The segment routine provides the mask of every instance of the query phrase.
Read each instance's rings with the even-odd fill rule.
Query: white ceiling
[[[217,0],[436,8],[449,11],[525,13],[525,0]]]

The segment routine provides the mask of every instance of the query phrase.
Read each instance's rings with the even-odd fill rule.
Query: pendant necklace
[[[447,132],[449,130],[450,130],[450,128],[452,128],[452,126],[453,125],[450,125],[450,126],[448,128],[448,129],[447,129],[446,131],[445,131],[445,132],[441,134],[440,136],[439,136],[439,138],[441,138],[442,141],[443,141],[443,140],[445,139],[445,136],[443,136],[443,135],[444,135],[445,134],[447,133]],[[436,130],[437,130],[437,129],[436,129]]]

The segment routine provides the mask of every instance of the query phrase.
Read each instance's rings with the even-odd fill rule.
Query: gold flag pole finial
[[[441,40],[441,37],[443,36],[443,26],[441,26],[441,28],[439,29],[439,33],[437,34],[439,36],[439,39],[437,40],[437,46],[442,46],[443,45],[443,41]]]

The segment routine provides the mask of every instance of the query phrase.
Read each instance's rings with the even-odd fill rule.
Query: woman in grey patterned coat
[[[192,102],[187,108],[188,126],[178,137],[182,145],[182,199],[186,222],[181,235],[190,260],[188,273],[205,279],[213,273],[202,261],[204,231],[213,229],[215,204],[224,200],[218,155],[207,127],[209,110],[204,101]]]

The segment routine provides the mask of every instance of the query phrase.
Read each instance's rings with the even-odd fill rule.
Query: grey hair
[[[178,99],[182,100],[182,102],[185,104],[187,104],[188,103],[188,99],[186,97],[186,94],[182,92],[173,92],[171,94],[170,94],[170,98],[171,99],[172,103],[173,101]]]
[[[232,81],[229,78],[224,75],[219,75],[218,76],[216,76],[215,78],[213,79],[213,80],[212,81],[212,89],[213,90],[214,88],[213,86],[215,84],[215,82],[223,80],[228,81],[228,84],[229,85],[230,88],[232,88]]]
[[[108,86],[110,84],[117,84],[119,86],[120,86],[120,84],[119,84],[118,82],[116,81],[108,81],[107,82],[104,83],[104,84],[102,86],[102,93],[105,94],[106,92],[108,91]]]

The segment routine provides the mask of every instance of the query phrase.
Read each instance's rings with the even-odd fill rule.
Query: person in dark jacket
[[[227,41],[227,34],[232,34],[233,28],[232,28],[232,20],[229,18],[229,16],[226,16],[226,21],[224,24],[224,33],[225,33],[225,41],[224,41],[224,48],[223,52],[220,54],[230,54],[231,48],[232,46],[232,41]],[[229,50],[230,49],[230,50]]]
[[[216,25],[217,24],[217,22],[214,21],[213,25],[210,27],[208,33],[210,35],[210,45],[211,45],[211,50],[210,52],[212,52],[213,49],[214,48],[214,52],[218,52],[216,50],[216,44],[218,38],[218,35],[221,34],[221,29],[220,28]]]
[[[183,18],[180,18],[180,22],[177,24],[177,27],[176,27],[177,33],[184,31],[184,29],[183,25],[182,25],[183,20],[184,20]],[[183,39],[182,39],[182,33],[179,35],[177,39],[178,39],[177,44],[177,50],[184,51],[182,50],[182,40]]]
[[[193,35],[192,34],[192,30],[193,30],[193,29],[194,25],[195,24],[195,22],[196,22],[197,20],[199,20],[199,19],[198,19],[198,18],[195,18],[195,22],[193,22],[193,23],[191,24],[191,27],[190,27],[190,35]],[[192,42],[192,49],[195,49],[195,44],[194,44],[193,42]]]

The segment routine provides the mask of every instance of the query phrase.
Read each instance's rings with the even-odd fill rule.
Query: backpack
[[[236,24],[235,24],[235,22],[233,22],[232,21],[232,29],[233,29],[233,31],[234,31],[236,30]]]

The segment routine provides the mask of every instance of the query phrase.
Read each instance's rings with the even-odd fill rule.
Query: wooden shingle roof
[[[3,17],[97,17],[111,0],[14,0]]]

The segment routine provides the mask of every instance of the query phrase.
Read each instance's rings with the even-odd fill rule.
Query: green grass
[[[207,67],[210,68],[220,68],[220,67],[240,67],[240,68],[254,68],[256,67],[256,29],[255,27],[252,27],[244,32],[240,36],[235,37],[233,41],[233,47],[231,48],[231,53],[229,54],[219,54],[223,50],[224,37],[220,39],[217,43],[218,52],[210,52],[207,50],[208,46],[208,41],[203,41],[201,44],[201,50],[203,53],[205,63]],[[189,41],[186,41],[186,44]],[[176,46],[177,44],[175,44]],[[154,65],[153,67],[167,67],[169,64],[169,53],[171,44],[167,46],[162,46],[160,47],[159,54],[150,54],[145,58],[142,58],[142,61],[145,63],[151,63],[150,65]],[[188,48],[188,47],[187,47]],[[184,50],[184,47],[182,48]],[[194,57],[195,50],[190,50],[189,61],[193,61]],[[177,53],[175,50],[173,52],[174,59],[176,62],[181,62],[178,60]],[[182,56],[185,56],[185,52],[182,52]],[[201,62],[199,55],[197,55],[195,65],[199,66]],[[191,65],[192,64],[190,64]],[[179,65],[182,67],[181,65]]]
+++
*BRIEF*. Please reproduce the entire listing, exactly as shown.

*ANSWER FOR THIS EXERCISE*.
The segment routine provides the mask of every instance of the query phrase.
Read each instance's rings with the even-odd fill rule.
Query: white ceiling
[[[217,0],[436,8],[449,11],[525,13],[525,0]]]

The segment routine provides the mask of every instance of the query phrase.
Read each instance's rings with the even-odd fill rule.
Query: pendant necklace
[[[447,132],[449,130],[450,130],[450,128],[452,128],[452,126],[453,125],[450,125],[450,126],[448,128],[448,129],[447,129],[446,131],[445,131],[445,132],[441,134],[440,136],[439,136],[439,138],[441,138],[442,141],[443,141],[443,140],[445,139],[445,136],[443,136],[443,135],[444,135],[445,134],[447,133]],[[436,130],[437,130],[437,129],[436,129]]]

The segment routine provides the mask of every instance of the query phrase.
Read each instance's rings with the even-odd fill rule.
Query: gold flag pole finial
[[[441,40],[441,37],[443,36],[443,26],[441,26],[441,28],[439,29],[439,33],[437,34],[439,36],[439,39],[437,40],[437,46],[442,46],[443,45],[443,41]]]

The segment routine provides the mask of every instance of the query phrase.
Read each instance's rings with the even-odd fill rule.
Query: woman in grey patterned coat
[[[192,102],[187,108],[188,126],[178,137],[182,145],[182,199],[186,222],[181,235],[190,260],[188,273],[205,279],[213,273],[202,261],[204,231],[213,229],[215,204],[224,200],[218,155],[207,127],[209,110],[204,101]]]

The segment routine provides the mask of every instance of the query phrase.
Read each instance's rings with the even-odd fill rule.
Query: grey hair
[[[178,99],[182,100],[182,102],[185,104],[187,104],[188,103],[188,99],[186,97],[186,94],[182,92],[173,92],[171,94],[170,94],[170,98],[171,99],[172,103],[173,101]]]
[[[232,81],[229,78],[224,75],[219,75],[218,76],[216,76],[215,78],[213,79],[213,80],[212,81],[212,89],[213,90],[214,88],[213,86],[215,84],[215,82],[223,80],[228,81],[228,84],[229,85],[230,88],[232,88]]]
[[[108,86],[110,84],[117,84],[119,86],[120,86],[120,84],[119,84],[118,82],[116,81],[108,81],[107,82],[104,83],[104,84],[102,86],[102,93],[105,94],[106,92],[108,91]]]

The segment routine provides the mask of every instance of the query phrase.
Read each instance's rings with the even-odd fill rule.
Query: person in dark jacket
[[[227,41],[227,34],[232,34],[233,28],[232,28],[232,20],[229,18],[229,16],[226,16],[226,21],[224,24],[224,33],[225,33],[225,41],[224,41],[224,48],[223,52],[220,54],[230,54],[231,48],[232,46],[232,41]],[[229,50],[230,49],[230,50]]]
[[[216,25],[217,24],[217,22],[214,21],[213,25],[210,27],[208,33],[210,35],[210,45],[211,45],[211,50],[210,52],[212,52],[213,49],[214,48],[214,52],[218,52],[216,50],[216,44],[218,38],[218,35],[221,34],[221,29],[220,28]]]
[[[183,18],[180,18],[180,22],[177,24],[177,27],[176,27],[177,33],[184,31],[184,29],[183,25],[182,25],[183,20],[184,20]],[[183,39],[182,39],[182,33],[179,35],[177,39],[178,39],[177,44],[177,50],[184,51],[182,50],[182,40]]]
[[[193,35],[192,34],[192,30],[193,30],[193,29],[194,25],[195,24],[195,22],[196,22],[197,20],[199,20],[199,19],[198,19],[198,18],[195,18],[195,22],[193,22],[193,23],[191,24],[191,27],[190,27],[190,35]],[[192,42],[192,49],[195,49],[195,44],[194,44],[193,42]]]

The segment routine provides the mask of every instance of the query phrase.
Read each instance's rings with the even-odd fill rule.
Query: backpack
[[[236,24],[235,24],[235,22],[233,22],[232,21],[232,29],[233,29],[233,31],[234,31],[236,30]]]

The segment routine provides the mask of every instance of the query phrase.
Read each instance's rings with the even-odd fill rule.
Query: wooden shingle roof
[[[3,17],[97,17],[111,0],[14,0]]]

The segment routine provides the mask of every instance of the query phrase.
Read each instance's rings with the even-odd fill rule.
Query: green grass
[[[207,67],[210,68],[220,68],[220,67],[240,67],[240,68],[254,68],[256,67],[256,29],[255,27],[252,27],[244,32],[240,36],[235,37],[233,41],[233,47],[231,48],[231,53],[229,54],[219,54],[223,50],[224,37],[220,39],[217,43],[218,52],[210,52],[207,50],[208,46],[208,41],[203,41],[201,44],[201,50],[203,53],[205,63]],[[189,41],[186,41],[186,44]],[[176,46],[177,44],[175,44]],[[154,65],[153,67],[167,67],[169,64],[169,53],[171,44],[167,46],[162,46],[160,47],[159,54],[150,54],[145,58],[142,58],[142,61],[145,63],[151,63],[150,65]],[[188,48],[188,47],[187,47]],[[184,50],[184,47],[182,48]],[[194,57],[195,50],[190,50],[189,61],[193,61]],[[177,53],[175,50],[173,52],[174,59],[176,62],[181,62],[178,60]],[[182,56],[185,56],[185,52],[182,52]],[[201,62],[199,55],[197,55],[195,65],[199,66]],[[191,65],[192,64],[190,64]],[[179,65],[182,67],[181,65]]]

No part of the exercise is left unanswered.